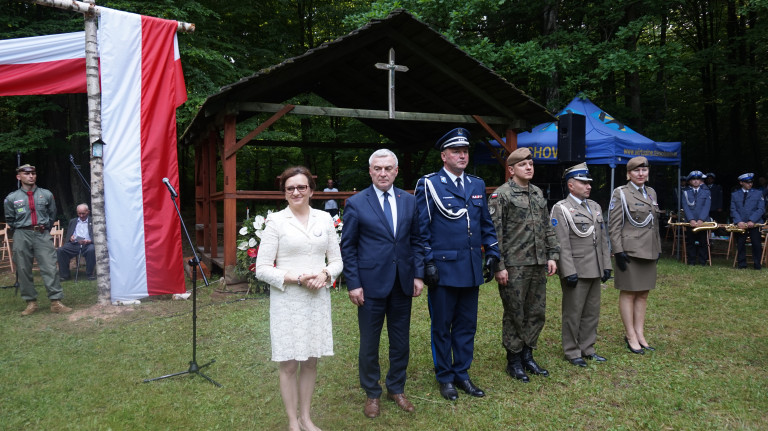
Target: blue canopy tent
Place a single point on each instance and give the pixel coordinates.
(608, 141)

···

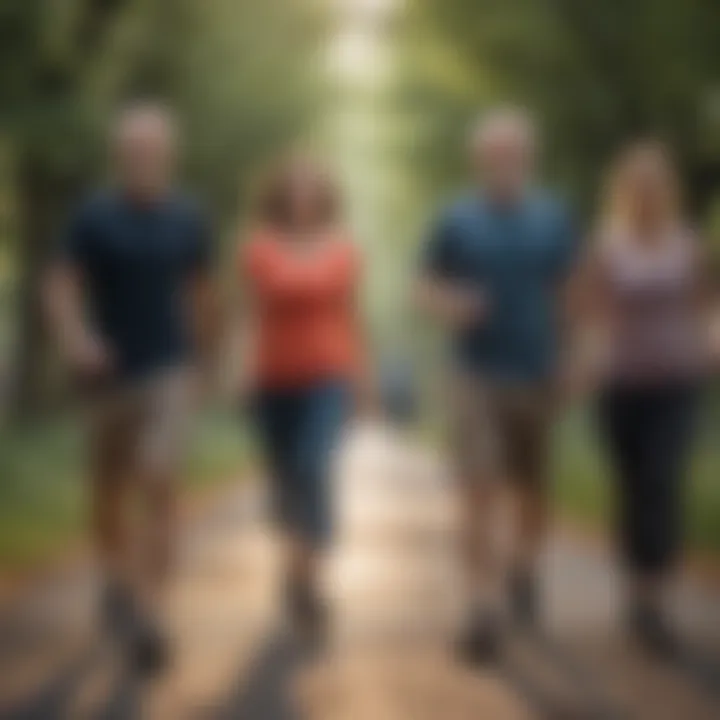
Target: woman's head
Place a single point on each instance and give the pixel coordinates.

···

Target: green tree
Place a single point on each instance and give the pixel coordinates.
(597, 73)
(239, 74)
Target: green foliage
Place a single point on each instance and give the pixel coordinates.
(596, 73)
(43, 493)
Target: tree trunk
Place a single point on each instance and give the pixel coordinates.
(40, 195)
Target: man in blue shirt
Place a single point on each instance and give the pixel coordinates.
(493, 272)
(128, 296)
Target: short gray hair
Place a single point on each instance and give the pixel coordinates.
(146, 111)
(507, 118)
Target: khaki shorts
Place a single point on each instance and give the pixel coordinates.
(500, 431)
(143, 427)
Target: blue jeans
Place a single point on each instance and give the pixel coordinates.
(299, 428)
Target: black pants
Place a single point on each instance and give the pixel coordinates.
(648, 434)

···

Instruction: Please pick out each row above that contains the word "tree" and copy every such row in full.

Correct result:
Target: green tree
Target: tree trunk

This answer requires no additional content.